╭─ INFORMATION SHOWN

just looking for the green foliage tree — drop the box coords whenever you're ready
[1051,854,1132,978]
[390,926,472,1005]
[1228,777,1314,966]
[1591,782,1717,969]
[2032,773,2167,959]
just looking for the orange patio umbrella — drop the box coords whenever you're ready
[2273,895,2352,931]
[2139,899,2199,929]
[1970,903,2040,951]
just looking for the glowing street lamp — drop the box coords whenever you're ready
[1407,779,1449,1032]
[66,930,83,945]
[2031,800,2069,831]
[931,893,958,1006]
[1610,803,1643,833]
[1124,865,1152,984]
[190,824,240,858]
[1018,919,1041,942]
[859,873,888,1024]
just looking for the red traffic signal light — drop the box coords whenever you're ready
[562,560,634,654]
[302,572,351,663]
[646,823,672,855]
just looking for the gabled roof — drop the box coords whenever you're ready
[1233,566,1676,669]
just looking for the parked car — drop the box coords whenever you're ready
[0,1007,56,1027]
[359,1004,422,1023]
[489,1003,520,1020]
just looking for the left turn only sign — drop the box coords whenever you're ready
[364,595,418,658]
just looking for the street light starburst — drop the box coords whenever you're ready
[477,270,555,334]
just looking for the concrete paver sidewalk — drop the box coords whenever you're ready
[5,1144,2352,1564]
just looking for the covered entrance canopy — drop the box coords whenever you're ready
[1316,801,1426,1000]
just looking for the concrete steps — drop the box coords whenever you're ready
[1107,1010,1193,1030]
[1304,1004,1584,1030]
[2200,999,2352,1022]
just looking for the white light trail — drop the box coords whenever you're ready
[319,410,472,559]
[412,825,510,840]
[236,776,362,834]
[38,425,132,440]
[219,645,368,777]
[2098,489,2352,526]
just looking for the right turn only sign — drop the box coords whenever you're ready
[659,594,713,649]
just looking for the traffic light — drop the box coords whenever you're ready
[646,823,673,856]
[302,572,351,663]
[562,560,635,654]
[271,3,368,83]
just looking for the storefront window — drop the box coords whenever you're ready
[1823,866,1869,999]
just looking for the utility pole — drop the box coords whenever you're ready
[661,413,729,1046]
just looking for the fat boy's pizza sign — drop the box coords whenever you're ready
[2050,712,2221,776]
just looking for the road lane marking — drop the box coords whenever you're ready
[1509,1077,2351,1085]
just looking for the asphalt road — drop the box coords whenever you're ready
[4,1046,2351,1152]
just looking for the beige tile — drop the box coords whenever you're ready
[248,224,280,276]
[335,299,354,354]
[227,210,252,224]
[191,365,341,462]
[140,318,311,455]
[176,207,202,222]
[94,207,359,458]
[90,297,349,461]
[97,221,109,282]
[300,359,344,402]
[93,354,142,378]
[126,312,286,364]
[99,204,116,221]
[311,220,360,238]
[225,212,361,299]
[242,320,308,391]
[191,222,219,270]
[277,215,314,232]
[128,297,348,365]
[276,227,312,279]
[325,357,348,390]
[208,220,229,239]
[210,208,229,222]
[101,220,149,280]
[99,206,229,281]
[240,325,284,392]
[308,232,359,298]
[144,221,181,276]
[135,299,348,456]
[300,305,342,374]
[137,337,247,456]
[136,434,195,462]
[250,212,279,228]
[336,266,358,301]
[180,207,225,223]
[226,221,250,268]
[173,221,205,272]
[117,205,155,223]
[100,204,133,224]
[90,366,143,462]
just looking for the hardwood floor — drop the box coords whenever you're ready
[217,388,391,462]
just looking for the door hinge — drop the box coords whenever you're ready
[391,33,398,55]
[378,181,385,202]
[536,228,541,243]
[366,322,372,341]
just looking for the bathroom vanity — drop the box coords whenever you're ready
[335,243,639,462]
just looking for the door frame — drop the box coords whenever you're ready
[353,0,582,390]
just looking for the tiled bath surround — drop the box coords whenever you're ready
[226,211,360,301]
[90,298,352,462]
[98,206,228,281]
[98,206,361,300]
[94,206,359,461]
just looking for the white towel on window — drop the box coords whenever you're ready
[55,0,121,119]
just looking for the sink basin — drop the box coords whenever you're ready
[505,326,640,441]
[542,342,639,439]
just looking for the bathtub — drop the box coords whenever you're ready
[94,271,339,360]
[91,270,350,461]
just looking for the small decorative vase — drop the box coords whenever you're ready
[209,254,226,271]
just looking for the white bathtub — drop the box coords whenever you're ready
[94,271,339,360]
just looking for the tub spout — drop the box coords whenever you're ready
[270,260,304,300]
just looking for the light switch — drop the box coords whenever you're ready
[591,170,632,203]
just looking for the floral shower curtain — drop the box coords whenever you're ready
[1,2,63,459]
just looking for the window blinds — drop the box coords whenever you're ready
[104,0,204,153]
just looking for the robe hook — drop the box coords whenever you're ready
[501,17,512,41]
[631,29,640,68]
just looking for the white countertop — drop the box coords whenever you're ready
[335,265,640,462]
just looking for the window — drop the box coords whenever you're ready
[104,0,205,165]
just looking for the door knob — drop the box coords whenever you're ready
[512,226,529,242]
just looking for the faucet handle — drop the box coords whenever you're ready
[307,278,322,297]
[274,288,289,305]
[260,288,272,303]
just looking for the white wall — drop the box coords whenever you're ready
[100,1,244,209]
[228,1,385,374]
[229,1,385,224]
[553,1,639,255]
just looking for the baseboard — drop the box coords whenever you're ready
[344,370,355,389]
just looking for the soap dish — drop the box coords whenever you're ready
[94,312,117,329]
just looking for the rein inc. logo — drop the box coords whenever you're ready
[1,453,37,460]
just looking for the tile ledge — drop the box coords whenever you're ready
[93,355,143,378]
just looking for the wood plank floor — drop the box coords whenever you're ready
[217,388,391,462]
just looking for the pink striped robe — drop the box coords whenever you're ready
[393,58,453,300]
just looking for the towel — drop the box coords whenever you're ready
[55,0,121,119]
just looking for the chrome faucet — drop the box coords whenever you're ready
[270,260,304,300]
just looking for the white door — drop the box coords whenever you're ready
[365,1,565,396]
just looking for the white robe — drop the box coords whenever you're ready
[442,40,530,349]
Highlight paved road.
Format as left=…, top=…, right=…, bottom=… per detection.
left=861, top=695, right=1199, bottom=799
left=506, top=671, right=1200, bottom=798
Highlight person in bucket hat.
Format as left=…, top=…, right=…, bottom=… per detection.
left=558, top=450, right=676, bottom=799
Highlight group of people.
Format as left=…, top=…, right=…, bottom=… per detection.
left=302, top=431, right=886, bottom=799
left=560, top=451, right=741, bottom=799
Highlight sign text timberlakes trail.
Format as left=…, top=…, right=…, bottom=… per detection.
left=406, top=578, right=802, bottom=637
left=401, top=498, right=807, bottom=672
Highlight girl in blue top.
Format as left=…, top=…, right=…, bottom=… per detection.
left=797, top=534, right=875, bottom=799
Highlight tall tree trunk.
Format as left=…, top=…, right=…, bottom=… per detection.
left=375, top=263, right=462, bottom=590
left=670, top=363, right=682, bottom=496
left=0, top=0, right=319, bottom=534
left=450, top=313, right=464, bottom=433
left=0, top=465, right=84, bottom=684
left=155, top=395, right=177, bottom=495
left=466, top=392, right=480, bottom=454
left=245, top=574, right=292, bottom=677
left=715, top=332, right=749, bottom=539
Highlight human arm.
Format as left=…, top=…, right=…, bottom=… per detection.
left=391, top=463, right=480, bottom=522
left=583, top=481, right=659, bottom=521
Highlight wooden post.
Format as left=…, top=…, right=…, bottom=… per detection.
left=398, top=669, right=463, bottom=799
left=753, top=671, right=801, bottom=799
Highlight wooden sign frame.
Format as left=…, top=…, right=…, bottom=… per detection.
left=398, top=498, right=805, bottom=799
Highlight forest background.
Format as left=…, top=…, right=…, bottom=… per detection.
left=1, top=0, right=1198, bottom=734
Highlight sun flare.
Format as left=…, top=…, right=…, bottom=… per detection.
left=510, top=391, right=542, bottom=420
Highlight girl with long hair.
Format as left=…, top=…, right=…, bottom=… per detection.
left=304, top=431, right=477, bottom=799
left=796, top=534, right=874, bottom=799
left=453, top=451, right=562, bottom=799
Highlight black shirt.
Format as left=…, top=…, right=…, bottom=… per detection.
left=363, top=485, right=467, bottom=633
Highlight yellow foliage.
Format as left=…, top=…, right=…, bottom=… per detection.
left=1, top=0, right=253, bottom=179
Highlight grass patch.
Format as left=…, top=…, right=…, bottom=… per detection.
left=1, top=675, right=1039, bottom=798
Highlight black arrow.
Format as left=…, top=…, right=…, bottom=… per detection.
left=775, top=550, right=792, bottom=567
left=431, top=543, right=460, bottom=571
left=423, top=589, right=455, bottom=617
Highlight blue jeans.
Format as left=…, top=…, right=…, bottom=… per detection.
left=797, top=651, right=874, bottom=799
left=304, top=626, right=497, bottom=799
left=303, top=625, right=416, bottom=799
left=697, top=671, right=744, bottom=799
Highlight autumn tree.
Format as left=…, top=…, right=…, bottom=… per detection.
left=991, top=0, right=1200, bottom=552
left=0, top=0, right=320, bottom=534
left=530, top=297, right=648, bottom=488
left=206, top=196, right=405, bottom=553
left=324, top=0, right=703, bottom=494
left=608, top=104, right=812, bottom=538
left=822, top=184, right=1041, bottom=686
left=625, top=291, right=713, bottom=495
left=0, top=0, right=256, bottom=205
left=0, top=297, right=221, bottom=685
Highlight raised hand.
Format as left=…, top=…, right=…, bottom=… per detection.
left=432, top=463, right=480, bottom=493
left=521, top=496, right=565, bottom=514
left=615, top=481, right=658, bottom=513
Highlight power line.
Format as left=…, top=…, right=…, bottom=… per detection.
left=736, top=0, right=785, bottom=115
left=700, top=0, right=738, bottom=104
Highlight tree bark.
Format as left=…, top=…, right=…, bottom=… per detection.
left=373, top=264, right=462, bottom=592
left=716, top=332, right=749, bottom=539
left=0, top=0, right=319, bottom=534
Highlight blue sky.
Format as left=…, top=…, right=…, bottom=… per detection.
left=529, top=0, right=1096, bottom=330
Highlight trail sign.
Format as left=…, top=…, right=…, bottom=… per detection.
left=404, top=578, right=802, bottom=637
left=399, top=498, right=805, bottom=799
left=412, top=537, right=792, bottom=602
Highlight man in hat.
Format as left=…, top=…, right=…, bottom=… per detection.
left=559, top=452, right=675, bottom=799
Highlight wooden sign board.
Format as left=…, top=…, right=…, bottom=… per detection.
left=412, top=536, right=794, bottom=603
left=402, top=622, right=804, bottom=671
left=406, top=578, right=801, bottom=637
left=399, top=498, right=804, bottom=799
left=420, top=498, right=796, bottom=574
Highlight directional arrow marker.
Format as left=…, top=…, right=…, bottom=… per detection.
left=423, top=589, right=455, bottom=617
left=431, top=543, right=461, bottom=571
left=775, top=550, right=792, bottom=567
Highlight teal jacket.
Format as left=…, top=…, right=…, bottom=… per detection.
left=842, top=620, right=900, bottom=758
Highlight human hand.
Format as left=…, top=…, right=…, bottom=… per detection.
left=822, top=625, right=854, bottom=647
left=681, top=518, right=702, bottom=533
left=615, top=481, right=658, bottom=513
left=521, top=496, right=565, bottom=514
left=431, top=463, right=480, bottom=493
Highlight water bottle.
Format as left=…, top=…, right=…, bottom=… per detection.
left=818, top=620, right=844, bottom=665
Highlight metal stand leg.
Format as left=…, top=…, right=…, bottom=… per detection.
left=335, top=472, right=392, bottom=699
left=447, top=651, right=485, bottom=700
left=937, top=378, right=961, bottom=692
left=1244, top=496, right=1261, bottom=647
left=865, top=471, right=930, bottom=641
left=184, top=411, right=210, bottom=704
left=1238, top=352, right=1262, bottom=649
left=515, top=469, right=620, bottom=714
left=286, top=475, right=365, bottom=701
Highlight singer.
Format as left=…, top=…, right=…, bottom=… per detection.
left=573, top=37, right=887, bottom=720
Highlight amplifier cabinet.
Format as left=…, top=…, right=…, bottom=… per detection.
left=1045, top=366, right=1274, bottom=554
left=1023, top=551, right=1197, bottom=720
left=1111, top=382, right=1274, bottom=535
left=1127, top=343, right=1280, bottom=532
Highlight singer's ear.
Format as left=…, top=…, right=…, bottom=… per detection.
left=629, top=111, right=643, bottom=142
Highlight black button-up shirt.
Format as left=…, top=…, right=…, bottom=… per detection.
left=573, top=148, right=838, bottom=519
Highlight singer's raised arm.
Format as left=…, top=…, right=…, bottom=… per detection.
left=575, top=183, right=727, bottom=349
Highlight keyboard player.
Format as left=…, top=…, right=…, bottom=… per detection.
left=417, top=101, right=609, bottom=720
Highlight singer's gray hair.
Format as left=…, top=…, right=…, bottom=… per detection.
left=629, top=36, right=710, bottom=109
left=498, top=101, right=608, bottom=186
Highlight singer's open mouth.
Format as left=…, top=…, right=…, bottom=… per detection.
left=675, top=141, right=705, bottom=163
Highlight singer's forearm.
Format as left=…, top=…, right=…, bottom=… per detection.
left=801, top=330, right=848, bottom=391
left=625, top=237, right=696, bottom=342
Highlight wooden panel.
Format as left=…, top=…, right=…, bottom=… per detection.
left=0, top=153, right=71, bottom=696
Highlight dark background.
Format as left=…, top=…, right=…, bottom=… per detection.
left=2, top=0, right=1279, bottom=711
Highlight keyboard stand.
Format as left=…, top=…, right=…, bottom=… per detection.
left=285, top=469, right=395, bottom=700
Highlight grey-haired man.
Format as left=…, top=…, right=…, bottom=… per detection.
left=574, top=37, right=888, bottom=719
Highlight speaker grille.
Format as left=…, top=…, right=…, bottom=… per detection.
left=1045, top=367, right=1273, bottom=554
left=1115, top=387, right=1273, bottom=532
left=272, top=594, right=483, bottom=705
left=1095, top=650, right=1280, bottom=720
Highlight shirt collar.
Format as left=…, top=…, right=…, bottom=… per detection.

╰─

▶ **ACTIVITY**:
All lines in the records above with "stand" need to be found and copied.

▶ **SOLUTION**:
Highlight metal stand leg.
Highlight keyboard stand.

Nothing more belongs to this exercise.